→ **SELECTED EXCERPT**:

Maybe today is the day you are ready to tackle your food and get it in order. What does that mean for you? I've written before about my addictions with sugar and how I cried for that first week straight when I let go of the white stuff. Yours could be cheese or soda or any number of Americanized, chemicalized, seemingly benign creations that you find you can't let go of and know it is hurting your health or widening your size.
Would you be willing to let that item (or items) go? If not, why not? If yes, why now? You've got your reasons. I suggest you tell them to someone else. Having a witness to what you are doing will help you keep your resolve. Embarrassment is one of the single worst feelings so we do a lot to avoid it.
Next, start tossing out the food culprits. No reason to have them staring at you in your own home. You'll have enough chances to see them again while milling around in the world. Begin filling your pantry with supportive staples. Whole grains like millet, quinoa, brown rice, barley, etc. Get a couple of sea veggies to start. Nori and Dulse are two of my favorites. (They don't need cooking so that makes them easy too.) Buy some kudzu and umeboshi for both medicinal and culinary purposes. Grab your favorite beans. Having a few cans of organic (Eden is a great brand.) beans on hand will make things easier or faster when you need them. If you don't know what your favorites are - just get a few different ones to start experimenting with.
Then begin making the produce section your new best friend. Try vegetables you may have never heard of or just go out of your way to buy more than onions and broccoli and carrots. The more vegetables you make friends with, the better. Not all vegetables are equally good for you and a few might not be on your recommended list at all but until you learn from a coach, a book or somewhere the significant differences, just begin by loading up with variety. Get some dark leafy greens like kale or collards, a nice winter squash, something in the onion family along with celery and carrots to use with other things. See if you like braised turnips or roasted rutabagas maybe with lemon and poppy seeds or perhaps basil and mint.
If you think you have no time to cook - start with my fast and easy cookbooks. (http://stores.lulu.com/susanmarque) You will find that you can probably have a meal ready faster than getting to a restaurant and ordering. One thing that helps is to think ahead. Make some grains ahead of time or a large amount of soup so that you have some for the next two days or be able to freeze portions for later.
Food rehab starts with your determination and then it can become a fun game you get to play each day. Certainly like any relationship, there can be the ups and downs. The frustrations and the delicious moments, because that is life. Enjoy it as much as you can!

→ **THE DATA**:
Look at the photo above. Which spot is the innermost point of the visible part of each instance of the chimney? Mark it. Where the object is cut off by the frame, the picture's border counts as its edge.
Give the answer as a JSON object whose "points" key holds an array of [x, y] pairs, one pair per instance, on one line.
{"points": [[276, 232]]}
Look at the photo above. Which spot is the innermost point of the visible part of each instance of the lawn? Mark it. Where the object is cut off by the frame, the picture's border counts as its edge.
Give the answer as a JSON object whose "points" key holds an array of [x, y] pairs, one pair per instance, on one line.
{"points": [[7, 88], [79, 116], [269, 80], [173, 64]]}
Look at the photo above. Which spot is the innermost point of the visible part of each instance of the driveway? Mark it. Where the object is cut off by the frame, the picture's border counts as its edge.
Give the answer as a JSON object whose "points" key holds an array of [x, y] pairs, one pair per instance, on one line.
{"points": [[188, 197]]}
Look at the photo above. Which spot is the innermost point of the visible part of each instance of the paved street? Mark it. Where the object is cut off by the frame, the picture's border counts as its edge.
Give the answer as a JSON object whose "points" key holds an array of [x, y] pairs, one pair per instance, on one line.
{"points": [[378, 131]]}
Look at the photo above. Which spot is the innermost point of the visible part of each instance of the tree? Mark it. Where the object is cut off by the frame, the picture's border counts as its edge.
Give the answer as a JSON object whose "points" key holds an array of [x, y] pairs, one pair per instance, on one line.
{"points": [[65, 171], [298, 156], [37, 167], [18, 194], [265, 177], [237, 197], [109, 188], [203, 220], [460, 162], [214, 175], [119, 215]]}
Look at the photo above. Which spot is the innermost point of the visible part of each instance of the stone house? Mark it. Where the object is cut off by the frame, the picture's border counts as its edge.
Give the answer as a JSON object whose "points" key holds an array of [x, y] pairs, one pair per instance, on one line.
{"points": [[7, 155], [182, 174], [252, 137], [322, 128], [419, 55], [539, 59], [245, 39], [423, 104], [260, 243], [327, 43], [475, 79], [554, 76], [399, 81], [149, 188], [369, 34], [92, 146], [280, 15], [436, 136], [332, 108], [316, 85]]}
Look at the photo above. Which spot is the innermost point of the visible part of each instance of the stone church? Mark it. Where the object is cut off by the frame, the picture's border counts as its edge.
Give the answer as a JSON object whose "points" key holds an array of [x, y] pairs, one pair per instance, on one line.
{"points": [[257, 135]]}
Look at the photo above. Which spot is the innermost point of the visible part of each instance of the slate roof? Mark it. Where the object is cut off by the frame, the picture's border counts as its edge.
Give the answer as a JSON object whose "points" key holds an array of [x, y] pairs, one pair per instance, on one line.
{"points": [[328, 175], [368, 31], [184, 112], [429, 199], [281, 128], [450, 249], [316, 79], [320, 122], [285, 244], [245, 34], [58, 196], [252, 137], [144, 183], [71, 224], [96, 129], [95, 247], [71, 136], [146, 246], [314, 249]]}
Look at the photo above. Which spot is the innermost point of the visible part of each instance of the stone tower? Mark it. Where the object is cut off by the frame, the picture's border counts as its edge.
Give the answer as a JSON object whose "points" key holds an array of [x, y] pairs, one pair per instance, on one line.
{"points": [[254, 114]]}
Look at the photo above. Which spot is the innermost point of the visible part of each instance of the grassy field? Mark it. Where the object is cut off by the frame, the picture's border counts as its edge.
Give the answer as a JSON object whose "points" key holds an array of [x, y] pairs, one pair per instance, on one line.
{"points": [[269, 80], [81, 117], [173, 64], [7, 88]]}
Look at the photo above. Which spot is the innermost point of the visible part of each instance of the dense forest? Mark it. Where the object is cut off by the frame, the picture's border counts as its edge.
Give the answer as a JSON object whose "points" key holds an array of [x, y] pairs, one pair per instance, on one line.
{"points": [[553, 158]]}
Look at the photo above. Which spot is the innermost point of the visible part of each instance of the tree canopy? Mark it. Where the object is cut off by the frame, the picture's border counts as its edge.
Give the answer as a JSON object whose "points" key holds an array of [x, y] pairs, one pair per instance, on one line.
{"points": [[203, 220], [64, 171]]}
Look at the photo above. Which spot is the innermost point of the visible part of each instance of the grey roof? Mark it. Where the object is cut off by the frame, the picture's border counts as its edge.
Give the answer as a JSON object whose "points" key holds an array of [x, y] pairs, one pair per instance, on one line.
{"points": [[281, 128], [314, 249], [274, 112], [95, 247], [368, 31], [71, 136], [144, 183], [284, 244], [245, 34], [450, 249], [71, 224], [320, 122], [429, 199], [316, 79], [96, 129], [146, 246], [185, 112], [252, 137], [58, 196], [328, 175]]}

→ **EXERCISE REQUIREMENTS**: Please name the two sea vegetables the food rehab article lists as favorites.

→ **YOUR RESPONSE**: Nori and Dulse.